Extracting text from PDF documents
PDFxStream provides two ways to extract text from PDF documents:
- The
com.snowtide.pdf.OutputHandler
interface and its various implementations direct extracted text at the document, page, or block level to files and in-memory buffers, while optionally applying arbitrary formatting logic. - a document model corresponding to the content found on each page of a PDF that can be traversed to selectively access and extract content based on arbitrary application and business logic
Most applications will use the former, and PDFxStream ships with a
number of OutputHandler
implementations
designed to satisfy common text extraction use cases.
The most commonly-used OutputHandler
is
com.snowtide.pdf.OutputTarget
. It extracts all text from the
document, page, or block being piped as efficiently as possible, aiming
to produce content that is in a natural read-ordering suitable for
content-oriented processing (such as indexing and search, summarization,
dictation, and translation purposes). Here's an example showing
OutputTarget
in use; in general, aside from
minor points of configuration, all
OutputHandler
usage follows the same pattern:
public String getPDFText (File pdfFile) throws IOException {
try (Document pdf = PDF.open(pdfFile)) {
StringBuilder buf = new StringBuilder();
pdf.pipe(new OutputTarget(buf));
return buffer.toString();
}
}
When a pipe(OutputHandler)
method is invoked, all of the content held
by the object being piped is sent (in document-model order) to the
OutputHandler
, which can decide what content
should or should not be included in the resulting extract, and what
formatting should be applied to it. The
OutputHandler
interface essentially defines a
visitor pattern over
the domain of the PDFxStream document model, making implementing
custom formatting and extraction strategies very straightforward; see
here for details.
pipe(OutputHandler)
methods are available at all levels of the
PDFxStream document model:
- Document:
com.snowtide.pdf.Document.pipe(OutputHandler)
- Page:
com.snowtide.pdf.Page.pipe(OutputHandler)
- Block:
com.snowtide.pdf.layout.Block.pipe(OutputHandler)
- Line:
com.snowtide.pdf.layout.Line.pipe(OutputHandler)
So in the above example, invoking the
Document.pipe(OutputHandler)
method sends the entire document's content to the
OutputHandler
. Piping a block to an
OutputHandler
will yield only that block's
content, and so on.

Short exercise a: Tally the lines in the entries below that contain the string "grassy", matching case exactly, and reply with the number alone.

Excerpts of location labeling data:
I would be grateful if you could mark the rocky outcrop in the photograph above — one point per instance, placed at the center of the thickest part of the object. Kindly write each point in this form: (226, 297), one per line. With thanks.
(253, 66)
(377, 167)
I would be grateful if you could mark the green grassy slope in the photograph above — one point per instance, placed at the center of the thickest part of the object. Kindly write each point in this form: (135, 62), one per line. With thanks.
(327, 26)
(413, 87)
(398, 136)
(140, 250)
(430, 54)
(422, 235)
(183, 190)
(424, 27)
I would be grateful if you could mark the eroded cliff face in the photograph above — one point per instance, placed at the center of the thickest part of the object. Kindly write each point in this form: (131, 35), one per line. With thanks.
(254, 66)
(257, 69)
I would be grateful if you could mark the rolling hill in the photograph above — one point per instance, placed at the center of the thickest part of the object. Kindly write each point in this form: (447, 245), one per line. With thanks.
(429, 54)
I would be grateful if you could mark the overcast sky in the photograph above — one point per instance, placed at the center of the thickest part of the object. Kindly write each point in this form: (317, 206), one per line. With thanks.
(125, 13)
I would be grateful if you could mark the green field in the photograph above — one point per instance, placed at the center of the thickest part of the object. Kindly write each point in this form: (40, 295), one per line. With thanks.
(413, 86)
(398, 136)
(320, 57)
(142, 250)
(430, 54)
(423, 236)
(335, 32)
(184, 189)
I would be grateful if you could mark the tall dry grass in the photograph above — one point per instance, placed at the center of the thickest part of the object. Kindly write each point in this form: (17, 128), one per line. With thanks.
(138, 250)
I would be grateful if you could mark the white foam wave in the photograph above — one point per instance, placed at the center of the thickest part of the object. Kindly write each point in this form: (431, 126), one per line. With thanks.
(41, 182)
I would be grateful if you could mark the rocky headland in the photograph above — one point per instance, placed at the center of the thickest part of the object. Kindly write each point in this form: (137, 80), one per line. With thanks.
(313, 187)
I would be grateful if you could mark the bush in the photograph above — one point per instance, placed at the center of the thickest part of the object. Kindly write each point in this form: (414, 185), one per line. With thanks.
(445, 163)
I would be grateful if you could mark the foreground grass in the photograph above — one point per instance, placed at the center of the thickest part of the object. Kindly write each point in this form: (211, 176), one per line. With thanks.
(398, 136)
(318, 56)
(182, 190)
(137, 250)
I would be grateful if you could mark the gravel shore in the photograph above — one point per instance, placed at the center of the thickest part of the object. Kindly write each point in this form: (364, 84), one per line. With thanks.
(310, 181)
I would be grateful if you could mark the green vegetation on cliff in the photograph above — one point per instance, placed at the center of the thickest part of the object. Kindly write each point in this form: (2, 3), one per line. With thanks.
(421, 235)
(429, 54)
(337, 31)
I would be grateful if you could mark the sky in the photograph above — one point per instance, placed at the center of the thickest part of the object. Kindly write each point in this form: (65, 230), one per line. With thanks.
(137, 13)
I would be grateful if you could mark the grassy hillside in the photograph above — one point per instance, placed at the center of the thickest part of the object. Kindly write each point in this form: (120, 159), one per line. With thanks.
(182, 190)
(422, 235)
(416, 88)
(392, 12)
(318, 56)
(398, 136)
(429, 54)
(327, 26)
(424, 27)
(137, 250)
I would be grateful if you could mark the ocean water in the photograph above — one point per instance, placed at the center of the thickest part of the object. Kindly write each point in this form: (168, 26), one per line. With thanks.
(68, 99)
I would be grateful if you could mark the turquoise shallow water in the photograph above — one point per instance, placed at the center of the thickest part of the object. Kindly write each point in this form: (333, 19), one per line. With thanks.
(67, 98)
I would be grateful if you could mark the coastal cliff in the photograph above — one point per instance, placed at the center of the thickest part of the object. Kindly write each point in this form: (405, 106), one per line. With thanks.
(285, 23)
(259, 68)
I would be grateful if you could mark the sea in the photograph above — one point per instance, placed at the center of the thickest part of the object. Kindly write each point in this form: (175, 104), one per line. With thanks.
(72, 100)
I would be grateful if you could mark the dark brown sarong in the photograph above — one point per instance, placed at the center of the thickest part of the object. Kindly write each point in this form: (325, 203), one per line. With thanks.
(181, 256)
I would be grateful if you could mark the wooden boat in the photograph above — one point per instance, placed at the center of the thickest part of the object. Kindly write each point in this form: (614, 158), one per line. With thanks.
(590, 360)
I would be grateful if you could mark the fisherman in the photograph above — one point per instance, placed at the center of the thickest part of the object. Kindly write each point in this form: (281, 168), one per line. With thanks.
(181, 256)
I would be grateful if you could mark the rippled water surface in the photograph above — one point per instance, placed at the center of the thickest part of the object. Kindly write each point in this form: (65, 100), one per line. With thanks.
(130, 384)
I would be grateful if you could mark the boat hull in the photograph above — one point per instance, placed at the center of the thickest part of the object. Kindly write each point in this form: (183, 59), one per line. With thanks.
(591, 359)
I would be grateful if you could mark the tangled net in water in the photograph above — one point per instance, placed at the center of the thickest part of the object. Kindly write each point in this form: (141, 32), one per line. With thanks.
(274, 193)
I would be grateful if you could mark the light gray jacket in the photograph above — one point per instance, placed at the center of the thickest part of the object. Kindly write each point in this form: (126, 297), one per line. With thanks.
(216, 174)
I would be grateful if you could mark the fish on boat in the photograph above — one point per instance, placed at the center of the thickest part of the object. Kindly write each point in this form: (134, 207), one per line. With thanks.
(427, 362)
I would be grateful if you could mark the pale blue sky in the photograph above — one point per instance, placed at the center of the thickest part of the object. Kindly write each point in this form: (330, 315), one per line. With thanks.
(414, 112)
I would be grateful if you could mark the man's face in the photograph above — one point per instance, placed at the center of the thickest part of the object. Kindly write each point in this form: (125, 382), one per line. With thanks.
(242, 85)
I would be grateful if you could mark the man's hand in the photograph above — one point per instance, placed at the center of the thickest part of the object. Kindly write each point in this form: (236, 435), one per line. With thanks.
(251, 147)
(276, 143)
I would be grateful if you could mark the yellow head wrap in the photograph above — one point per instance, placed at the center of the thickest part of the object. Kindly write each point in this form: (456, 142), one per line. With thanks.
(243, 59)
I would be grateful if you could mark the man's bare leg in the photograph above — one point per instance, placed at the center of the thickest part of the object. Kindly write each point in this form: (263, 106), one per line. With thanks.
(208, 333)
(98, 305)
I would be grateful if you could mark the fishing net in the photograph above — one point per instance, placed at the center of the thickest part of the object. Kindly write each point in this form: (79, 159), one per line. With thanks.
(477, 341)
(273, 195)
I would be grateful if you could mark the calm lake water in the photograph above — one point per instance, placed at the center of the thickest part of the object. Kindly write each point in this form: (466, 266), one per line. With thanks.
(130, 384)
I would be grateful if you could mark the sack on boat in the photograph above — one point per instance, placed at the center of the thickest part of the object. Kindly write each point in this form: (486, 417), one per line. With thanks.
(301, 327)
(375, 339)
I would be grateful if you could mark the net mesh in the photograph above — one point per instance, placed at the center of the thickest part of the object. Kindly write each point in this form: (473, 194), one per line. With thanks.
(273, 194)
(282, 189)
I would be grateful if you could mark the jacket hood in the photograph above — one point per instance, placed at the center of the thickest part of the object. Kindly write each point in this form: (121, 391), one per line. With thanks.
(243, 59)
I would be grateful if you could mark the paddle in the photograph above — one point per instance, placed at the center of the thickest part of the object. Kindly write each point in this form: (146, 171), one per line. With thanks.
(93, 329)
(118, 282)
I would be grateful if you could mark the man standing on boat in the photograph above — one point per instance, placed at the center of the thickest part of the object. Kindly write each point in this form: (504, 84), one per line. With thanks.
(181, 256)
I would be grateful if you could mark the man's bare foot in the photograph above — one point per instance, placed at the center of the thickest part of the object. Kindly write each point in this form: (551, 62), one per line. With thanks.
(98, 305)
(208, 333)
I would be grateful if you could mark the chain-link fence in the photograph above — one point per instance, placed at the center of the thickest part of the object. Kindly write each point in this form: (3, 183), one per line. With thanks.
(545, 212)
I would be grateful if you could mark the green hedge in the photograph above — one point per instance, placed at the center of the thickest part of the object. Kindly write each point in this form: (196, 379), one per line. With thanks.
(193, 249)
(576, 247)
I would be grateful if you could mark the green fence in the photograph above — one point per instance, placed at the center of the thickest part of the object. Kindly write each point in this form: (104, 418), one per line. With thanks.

Short exercise b: Rewrite the part of the PDF text extraction page that begins at the words "methods are available" and ends after "com.snowtide.pdf.layout.Block.pipe(OutputHandler)", replacing "levels" with "tiers".

Correct output a: 2

Correct output b:
methods are available at all tiers of the
PDFxStream document model:
- Document:
com.snowtide.pdf.Document.pipe(OutputHandler)
- Page:
com.snowtide.pdf.Page.pipe(OutputHandler)
- Block:
com.snowtide.pdf.layout.Block.pipe(OutputHandler)